Begin QUOTED PASSAGE

Game Development Community

Performance with High Character Count

by Thomas Phillips · in Torque Game Engine Advanced · 12/31/2006 (6:12 pm) · 25 replies

For those that have tested missions with high character count (> 30), what sort of performance are you seeing with many animated characters within the frustum?

From a blank view (nothing but atlas terrain) I was getting around 150fps. I put in about 45 animated characters and it dropped to about 10fps. Is this normal? (I wasn't expecting such a dramatic reduction in framerate.)

Tom
Page «Previous 1 2
#1
12/31/2006 (6:34 pm)
Can you play any game with 45 animated players (polygons > 3000) on screen and get higher than 20FPS? ;)
#2
12/31/2006 (7:02 pm)
In order to have that many characters on the screen and get an acceptable frame rate you'll have to have some good LOD on them. If your pushing that many polygons on screen though it would be normal to get a low frame rate unless you have a quad-sli system or some such.
#3
12/31/2006 (10:52 pm)
I suppose it's a lot of polygons, but I guess I was expecting better performance. It was approximately 165,000 polygons (half of which should have been culled), a Radeon X1300 pro, 3GHz Pentium 4, and 1.5GB RAM. That's 83,000 visible polygons and two textures on what I would consider reasonable hardware, yielding 10fps. (Maybe it's not reasonable... :-O )

End QUOTED PASSAGE
Begin RECORDS

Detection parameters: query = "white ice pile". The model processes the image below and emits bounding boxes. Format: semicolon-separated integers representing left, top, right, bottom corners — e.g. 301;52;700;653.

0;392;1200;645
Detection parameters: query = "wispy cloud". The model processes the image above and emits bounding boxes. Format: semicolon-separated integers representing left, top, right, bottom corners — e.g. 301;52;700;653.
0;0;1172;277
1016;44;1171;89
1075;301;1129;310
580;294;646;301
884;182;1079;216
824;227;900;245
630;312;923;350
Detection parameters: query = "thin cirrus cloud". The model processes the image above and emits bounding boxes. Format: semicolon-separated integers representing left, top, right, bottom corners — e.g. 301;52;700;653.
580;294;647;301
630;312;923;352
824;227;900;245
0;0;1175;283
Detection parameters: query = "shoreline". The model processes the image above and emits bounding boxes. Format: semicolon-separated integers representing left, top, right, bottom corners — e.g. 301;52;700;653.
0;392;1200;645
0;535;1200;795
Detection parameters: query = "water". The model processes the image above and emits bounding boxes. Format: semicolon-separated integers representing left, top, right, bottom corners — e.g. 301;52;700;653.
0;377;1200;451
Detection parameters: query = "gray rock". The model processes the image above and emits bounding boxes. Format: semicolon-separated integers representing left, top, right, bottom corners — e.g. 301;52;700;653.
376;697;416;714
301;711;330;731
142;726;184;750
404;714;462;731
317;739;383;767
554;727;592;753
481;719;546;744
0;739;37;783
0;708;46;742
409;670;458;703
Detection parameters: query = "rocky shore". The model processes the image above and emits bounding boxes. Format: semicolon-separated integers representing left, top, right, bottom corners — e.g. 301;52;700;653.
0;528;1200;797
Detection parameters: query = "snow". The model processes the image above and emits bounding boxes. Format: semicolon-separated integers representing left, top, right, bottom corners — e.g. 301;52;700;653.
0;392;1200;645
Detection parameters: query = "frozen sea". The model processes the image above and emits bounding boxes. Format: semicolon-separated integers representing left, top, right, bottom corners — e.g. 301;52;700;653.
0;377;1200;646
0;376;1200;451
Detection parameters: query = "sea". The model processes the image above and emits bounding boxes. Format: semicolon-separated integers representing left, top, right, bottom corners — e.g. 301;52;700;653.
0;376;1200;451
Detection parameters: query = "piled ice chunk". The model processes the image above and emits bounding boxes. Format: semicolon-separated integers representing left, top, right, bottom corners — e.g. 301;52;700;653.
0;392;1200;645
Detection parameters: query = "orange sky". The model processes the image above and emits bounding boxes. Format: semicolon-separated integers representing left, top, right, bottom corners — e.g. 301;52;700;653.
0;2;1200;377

End RECORDS

STATED GOAL 1: In the forum thread about performance with many animated characters, what framerate did the original poster get from a blank view showing only atlas terrain?
STATED GOAL 2: Carry the forum thread about performance with many animated characters forward from its last post.
The rows have no connection to the forum thread about character-count performance.

TASK OUTPUT 1: Around 150fps.

TASK OUTPUT 2:
(I just profiled it and found the two big time hogs are TSSkinMesh::updateSkin() and the Player_PhysicsSection in Player::processTick(). My initial hunch would be inefficient code in the loop transforming vertices, but I would need to trace through it to be sure. The physics part looks pretty abstracted and would take some digging.)

Tom
#4
01/01/2007 (3:16 am)
What is taking time is obviously not the polygonal rendering, but the animation of the player and the physics. I'm not sure about the former, but the latter shouldn't be that high.

Are you running a low-end system?
#5
01/01/2007 (3:53 am)
And that's one reason why you have LoD for players (or anything highly animated)--even with batch rendering, it's a lot of processing for complex animations.

I'm curious though, why do you think :

Quote:
165,000 polygons (half of which should have been culled),

--culled by what?
#6
01/01/2007 (4:15 am)
Player physics aren't cheap. If you need lots of players on-screen I suggest simplifying the physics a bit. ;)
#7
01/01/2007 (9:33 am)
@Stephan

Direct3D should be doing backface culling; polygons wound counterclockwise relative to the camera should be culled, unless backface culling is disabled. Your question made me curious (nudge, nudge, wink, wink), so I started looking through the code for render states. And... backface culling seems to be disabled in numerous places. Perhaps that's reasonable for certain transparent objects, or objects with two-sided shaders (like vegetation). Since opaque poloygons are the most common, though, wouldn't it make more sense to default to enabled backface culling and provide a switch somewhere to disable it? (Switching it on and off per mesh would be ideal, but I don't know if that's feasible in DirectX or OpenGL.)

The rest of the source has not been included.